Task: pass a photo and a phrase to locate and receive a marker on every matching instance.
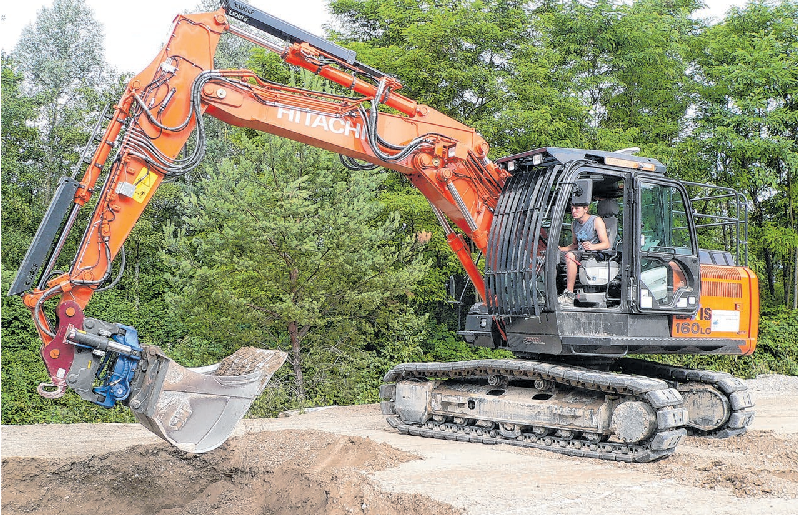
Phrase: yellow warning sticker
(144, 183)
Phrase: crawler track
(665, 401)
(734, 389)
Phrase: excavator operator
(588, 234)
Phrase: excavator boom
(649, 292)
(162, 107)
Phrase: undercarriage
(626, 410)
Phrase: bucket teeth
(197, 409)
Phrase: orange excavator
(571, 389)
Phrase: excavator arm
(154, 121)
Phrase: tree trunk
(297, 361)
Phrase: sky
(135, 34)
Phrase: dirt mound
(270, 473)
(756, 464)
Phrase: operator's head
(579, 209)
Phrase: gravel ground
(346, 460)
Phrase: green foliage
(273, 244)
(281, 247)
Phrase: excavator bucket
(197, 409)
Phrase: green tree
(628, 63)
(61, 59)
(746, 129)
(282, 247)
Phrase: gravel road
(752, 474)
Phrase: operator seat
(599, 269)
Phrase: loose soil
(345, 460)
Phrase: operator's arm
(571, 246)
(602, 235)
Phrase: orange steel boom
(163, 105)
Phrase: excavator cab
(628, 297)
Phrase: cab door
(666, 262)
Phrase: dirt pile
(756, 464)
(282, 472)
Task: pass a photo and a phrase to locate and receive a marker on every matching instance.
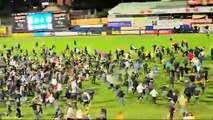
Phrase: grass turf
(105, 97)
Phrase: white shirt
(153, 93)
(59, 87)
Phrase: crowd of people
(43, 73)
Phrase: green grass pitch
(105, 97)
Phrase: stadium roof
(137, 7)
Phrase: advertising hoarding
(39, 21)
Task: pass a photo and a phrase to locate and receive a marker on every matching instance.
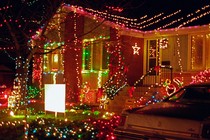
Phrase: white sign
(55, 95)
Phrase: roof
(147, 15)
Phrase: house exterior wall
(178, 53)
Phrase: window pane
(105, 58)
(87, 57)
(197, 52)
(96, 55)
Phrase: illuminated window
(197, 52)
(152, 55)
(95, 56)
(53, 60)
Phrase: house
(98, 58)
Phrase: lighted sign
(55, 97)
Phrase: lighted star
(136, 49)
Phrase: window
(95, 55)
(53, 61)
(197, 52)
(152, 55)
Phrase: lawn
(78, 123)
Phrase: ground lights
(43, 128)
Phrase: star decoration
(136, 49)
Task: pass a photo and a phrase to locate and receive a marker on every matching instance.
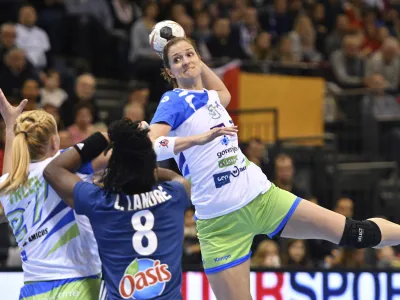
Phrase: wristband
(164, 147)
(91, 147)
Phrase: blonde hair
(33, 130)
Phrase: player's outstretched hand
(9, 112)
(216, 132)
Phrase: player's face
(184, 61)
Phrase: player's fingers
(22, 105)
(228, 131)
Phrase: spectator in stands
(187, 24)
(124, 14)
(134, 111)
(55, 112)
(83, 125)
(277, 22)
(266, 255)
(8, 35)
(191, 247)
(196, 7)
(296, 255)
(371, 41)
(386, 258)
(248, 29)
(15, 71)
(177, 10)
(347, 66)
(32, 39)
(309, 53)
(51, 93)
(261, 47)
(85, 88)
(302, 28)
(284, 176)
(285, 54)
(146, 64)
(202, 30)
(30, 91)
(386, 63)
(98, 9)
(222, 45)
(318, 19)
(345, 207)
(333, 41)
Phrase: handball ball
(163, 32)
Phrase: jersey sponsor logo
(144, 279)
(237, 170)
(225, 140)
(164, 99)
(226, 257)
(36, 236)
(226, 162)
(232, 150)
(213, 111)
(219, 125)
(222, 179)
(164, 143)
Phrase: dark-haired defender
(137, 221)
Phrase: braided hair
(132, 163)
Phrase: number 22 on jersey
(17, 216)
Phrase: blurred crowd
(53, 53)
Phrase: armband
(91, 147)
(164, 147)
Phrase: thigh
(273, 209)
(311, 221)
(66, 289)
(225, 241)
(232, 283)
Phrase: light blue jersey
(56, 243)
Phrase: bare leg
(311, 221)
(390, 232)
(233, 283)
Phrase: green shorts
(87, 288)
(225, 241)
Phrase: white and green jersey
(222, 178)
(56, 243)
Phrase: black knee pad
(360, 234)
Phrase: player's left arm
(212, 82)
(60, 174)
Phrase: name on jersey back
(143, 200)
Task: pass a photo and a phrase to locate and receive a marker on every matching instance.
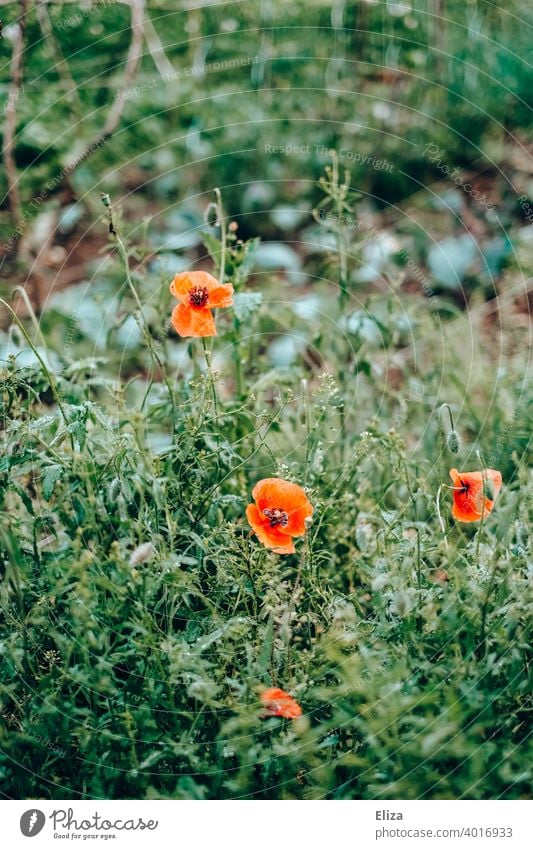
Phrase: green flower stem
(143, 325)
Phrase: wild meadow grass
(141, 617)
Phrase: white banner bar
(256, 825)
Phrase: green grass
(135, 680)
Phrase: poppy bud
(490, 491)
(453, 441)
(211, 215)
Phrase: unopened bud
(453, 441)
(142, 553)
(490, 492)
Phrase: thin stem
(222, 224)
(448, 408)
(143, 326)
(439, 516)
(53, 385)
(483, 480)
(207, 355)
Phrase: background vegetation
(140, 619)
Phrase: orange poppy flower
(279, 513)
(198, 292)
(278, 703)
(468, 493)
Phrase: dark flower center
(198, 296)
(277, 517)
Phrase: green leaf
(50, 477)
(246, 303)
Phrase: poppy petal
(297, 518)
(274, 492)
(222, 296)
(197, 322)
(468, 493)
(278, 703)
(271, 537)
(187, 280)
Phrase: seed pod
(453, 441)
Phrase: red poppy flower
(279, 513)
(198, 292)
(278, 703)
(468, 493)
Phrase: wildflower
(279, 513)
(468, 493)
(278, 703)
(198, 292)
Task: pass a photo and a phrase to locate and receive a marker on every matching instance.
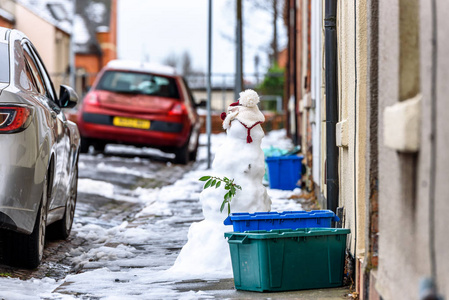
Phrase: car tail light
(177, 110)
(14, 118)
(92, 99)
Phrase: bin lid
(285, 157)
(272, 215)
(288, 233)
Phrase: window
(48, 84)
(138, 83)
(4, 62)
(36, 78)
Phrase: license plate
(131, 122)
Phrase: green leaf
(208, 184)
(204, 178)
(222, 205)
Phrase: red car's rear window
(138, 83)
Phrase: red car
(143, 105)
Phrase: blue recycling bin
(284, 172)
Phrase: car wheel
(25, 250)
(182, 154)
(84, 147)
(61, 229)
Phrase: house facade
(372, 123)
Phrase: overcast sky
(155, 29)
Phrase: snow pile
(134, 260)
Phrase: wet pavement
(128, 173)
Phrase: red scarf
(248, 137)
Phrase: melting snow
(117, 266)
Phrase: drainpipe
(295, 71)
(330, 25)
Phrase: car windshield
(138, 83)
(4, 63)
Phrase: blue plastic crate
(284, 171)
(281, 220)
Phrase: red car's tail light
(92, 99)
(14, 118)
(177, 110)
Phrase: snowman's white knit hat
(245, 111)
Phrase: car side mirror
(67, 97)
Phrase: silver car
(38, 154)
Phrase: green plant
(229, 185)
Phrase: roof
(130, 65)
(89, 17)
(56, 12)
(92, 16)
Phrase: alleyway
(132, 218)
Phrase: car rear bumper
(161, 134)
(21, 181)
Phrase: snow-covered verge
(130, 260)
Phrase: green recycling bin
(286, 259)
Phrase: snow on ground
(117, 266)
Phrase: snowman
(240, 158)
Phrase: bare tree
(273, 7)
(186, 64)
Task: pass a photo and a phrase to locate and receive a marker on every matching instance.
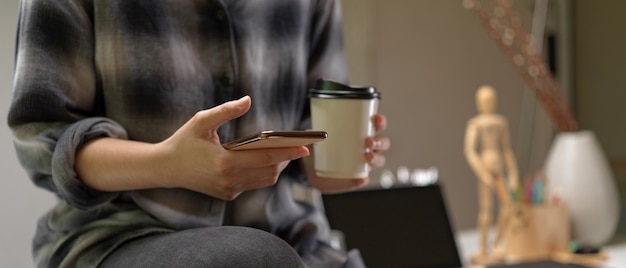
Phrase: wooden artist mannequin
(489, 154)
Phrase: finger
(380, 122)
(378, 144)
(264, 157)
(248, 179)
(375, 160)
(212, 118)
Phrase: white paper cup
(344, 112)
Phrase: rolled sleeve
(67, 183)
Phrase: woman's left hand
(376, 146)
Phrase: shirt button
(220, 14)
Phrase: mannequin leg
(484, 217)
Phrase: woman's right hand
(196, 160)
(192, 158)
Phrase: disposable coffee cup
(345, 112)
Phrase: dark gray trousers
(227, 246)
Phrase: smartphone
(276, 139)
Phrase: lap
(226, 246)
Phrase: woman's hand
(375, 147)
(192, 158)
(199, 162)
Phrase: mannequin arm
(472, 156)
(509, 158)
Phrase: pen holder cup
(537, 232)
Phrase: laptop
(396, 227)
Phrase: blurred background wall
(427, 57)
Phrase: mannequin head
(486, 100)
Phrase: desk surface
(467, 243)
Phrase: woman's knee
(227, 246)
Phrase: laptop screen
(398, 227)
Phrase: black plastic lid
(327, 89)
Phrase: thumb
(213, 118)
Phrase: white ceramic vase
(579, 175)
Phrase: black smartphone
(276, 139)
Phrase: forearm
(109, 164)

==============================

Task statement
Extract every line from the one containing "Phrase: finger" through the last line of the data, inclusive, exactly as written.

Answer to the problem
Phrase: finger
(380, 122)
(378, 144)
(264, 157)
(248, 179)
(375, 160)
(212, 118)
Phrase: white paper cup
(344, 112)
Phrase: rolled sleeve
(67, 183)
Phrase: woman's left hand
(376, 146)
Phrase: shirt button
(220, 14)
Phrase: mannequin leg
(484, 217)
Phrase: woman's right hand
(196, 160)
(192, 158)
Phrase: disposable coffee cup
(345, 112)
Phrase: dark gray trousers
(227, 246)
Phrase: smartphone
(276, 139)
Phrase: lap
(226, 246)
Phrase: woman's hand
(375, 147)
(192, 158)
(199, 162)
Phrase: mannequin arm
(472, 156)
(509, 158)
Phrase: pen holder cup
(537, 232)
Phrase: laptop
(396, 227)
Phrase: blurred background wall
(427, 57)
Phrase: mannequin head
(486, 100)
Phrase: desk surface
(467, 243)
Phrase: woman's knee
(227, 246)
Phrase: laptop screen
(398, 227)
Phrase: black plastic lid
(327, 89)
Phrase: thumb
(213, 118)
Phrase: white ceramic vase
(579, 175)
Phrase: black smartphone
(276, 139)
Phrase: forearm
(109, 164)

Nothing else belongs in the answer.